§ RAW DATA
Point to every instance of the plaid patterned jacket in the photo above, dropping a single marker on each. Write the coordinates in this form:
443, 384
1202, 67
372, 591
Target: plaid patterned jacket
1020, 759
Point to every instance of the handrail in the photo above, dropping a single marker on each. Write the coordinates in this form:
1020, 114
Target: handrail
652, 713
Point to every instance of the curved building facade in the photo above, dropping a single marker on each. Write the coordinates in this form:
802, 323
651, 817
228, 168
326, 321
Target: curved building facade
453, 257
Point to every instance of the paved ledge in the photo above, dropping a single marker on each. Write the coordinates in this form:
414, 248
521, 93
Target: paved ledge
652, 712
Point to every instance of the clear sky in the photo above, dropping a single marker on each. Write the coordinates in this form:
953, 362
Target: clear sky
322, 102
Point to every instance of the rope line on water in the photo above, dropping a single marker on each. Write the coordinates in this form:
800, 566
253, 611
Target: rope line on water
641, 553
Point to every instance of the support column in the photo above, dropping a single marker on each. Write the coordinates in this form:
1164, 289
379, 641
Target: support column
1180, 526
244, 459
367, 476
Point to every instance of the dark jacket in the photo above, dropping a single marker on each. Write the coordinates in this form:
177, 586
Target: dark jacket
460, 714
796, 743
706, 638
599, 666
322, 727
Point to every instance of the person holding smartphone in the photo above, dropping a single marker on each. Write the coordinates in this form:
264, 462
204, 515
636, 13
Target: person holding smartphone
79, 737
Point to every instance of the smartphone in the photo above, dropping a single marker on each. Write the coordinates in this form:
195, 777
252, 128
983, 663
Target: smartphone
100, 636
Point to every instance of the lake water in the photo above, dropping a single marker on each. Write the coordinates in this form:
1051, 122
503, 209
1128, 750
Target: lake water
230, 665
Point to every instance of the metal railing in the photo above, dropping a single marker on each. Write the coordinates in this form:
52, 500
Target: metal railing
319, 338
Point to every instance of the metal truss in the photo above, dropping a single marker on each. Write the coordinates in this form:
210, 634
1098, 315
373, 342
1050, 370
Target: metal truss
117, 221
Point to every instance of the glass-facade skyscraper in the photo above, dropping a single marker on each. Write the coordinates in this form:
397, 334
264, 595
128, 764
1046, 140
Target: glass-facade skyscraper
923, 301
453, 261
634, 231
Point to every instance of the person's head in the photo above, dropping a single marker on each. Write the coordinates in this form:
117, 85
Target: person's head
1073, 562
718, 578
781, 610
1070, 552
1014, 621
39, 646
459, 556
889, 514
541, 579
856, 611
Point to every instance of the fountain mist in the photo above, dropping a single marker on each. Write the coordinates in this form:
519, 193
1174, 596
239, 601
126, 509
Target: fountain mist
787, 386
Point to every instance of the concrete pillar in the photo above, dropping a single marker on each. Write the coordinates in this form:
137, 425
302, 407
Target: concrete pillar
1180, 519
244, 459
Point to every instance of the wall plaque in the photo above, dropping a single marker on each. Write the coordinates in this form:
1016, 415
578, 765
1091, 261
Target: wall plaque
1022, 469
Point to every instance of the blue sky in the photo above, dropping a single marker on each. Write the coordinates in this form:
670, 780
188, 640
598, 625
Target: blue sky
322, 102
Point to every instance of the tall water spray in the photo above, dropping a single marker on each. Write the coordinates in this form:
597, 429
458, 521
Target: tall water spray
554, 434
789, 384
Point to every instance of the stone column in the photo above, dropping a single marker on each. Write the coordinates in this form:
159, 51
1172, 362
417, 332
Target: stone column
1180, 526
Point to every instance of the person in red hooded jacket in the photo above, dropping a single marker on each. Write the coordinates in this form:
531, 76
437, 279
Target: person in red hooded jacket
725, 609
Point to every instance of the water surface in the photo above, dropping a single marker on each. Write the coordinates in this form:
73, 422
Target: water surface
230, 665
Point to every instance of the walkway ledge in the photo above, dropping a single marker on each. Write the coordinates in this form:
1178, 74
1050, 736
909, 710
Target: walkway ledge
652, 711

§ YOUR GOAL
Retype the records that precede this task, keeping them exactly the same.

§ RESULT OF THE TASK
Point to every instance of the plaid patterned jacket in the photo above, dropping a single marker on each. Write the coordinates in this form:
443, 384
1202, 67
372, 591
Target: plaid patterned jacket
1020, 759
Point to every instance of the handrail in the photo above, dropping a single marker on each. Write the coordinates in this form:
1020, 114
Target: handrail
652, 713
Point to every instance of the curved building facade in the photo above, dropping a single marker on each. Write the coordinates in this form:
802, 323
651, 817
228, 168
326, 321
Target: curved building facade
453, 257
Point to every instance of the paved ledge in the photo above, dropping a single marker on each. Write the coordinates in this form:
414, 248
521, 93
Target: paved ledge
652, 712
Point to every instance of the clear sky in the photo above, dropping a single marker on each. Write the coordinates in this form:
953, 362
Target: clear sky
322, 102
Point to every instance of the rope line on water in the photo above, dropping a single marker on each. Write the coordinates in this form:
800, 566
253, 611
Target: rope line on water
641, 553
Point to every instance of the support column in the photo above, dropping a single marker on each. Write the coordinates in this form:
1164, 289
379, 641
Target: support column
1180, 526
244, 459
367, 476
Point to every instance of the dark jacket in the photo above, dropping a single marker on each. Write the coordinates in this form:
177, 586
Target: dark jacket
460, 714
796, 743
706, 638
599, 666
322, 727
Point to every instance of the person holding smartphone in the photo above, dropping a single marker on each. Write the coordinates in this form:
264, 462
204, 515
636, 13
Target: person holding smartphone
79, 737
Point to every instance of the smartphone in the photo above, dropping a single marker on each. Write the coordinates in this form:
195, 777
252, 128
983, 663
Target: smartphone
100, 636
Point to every instance of the lake water in the photo above, dropping a single marker on each. Write the coordinates in this form:
1051, 122
503, 209
1128, 750
Target: lake water
230, 665
Point to every instance of the metal railing in the photo above, dropping a single marker on each. Write the coordinates in this form:
52, 500
Target: metal railing
319, 338
Point to every instance of the metal truss in the photo above, dropping a single marker on each. Write the coordinates in this form:
210, 634
1098, 315
373, 342
1050, 370
Target: metal truss
117, 221
Point to every instance of the glass-facade skyscraper in the photo above, dropping a single marker on each. Write the coordinates in this form:
397, 334
264, 595
128, 764
1046, 140
Target: glass-facade skyscraper
923, 301
453, 261
634, 231
Point to every instance of the person's head in the photo above, dropping a single marker on each. Write the coordinates in this form:
117, 85
Target: person's head
1073, 562
718, 578
781, 610
1070, 552
1014, 621
39, 646
459, 556
889, 514
541, 579
856, 611
Point to every instance of the fountain mist in the photo above, dropping a single marker on each. Write the coordinates in this form:
519, 193
1174, 596
239, 601
126, 509
Target: fountain mist
787, 386
Point to every instance of the concrete pillar in the photo above, dropping a single marker on each. Write the coordinates in this form:
137, 425
302, 407
Target: concrete pillar
1180, 519
244, 459
Point to every instance of the wall plaque in the photo above, dropping a single marker on each. Write the coordinates in this form:
1016, 415
578, 765
1091, 261
Target: wall plaque
1022, 469
Point to every instance of the blue sky in the photo above, dropping a single marker on each. Write the coordinates in this form:
670, 780
188, 640
598, 625
Target: blue sky
322, 102
Point to every instance of the tall water spray in the photo above, dropping a single marker on each. Write the coordinates in this form:
597, 429
458, 521
Target: tall water spray
554, 434
789, 384
Point to every instance of the stone column in the photo above, dropping a single marker on each. Write the coordinates in this form:
159, 51
1172, 362
417, 332
Target: stone column
1180, 526
Point to every instance of the person in red hooded jacket in the photo above, dropping a single marker on each. Write the coordinates in this form:
531, 76
437, 279
Target: person in red hooded jacket
725, 609
Point to every instance of the water surface in the photo above, dropping a single marker on each. Write the coordinates in this form:
73, 422
Target: water surface
230, 665
Point to every instance of the walkway ledge in the photo above, dropping a single marker on each. Write the coordinates in this form:
1178, 74
1050, 736
909, 710
Target: walkway ledge
652, 711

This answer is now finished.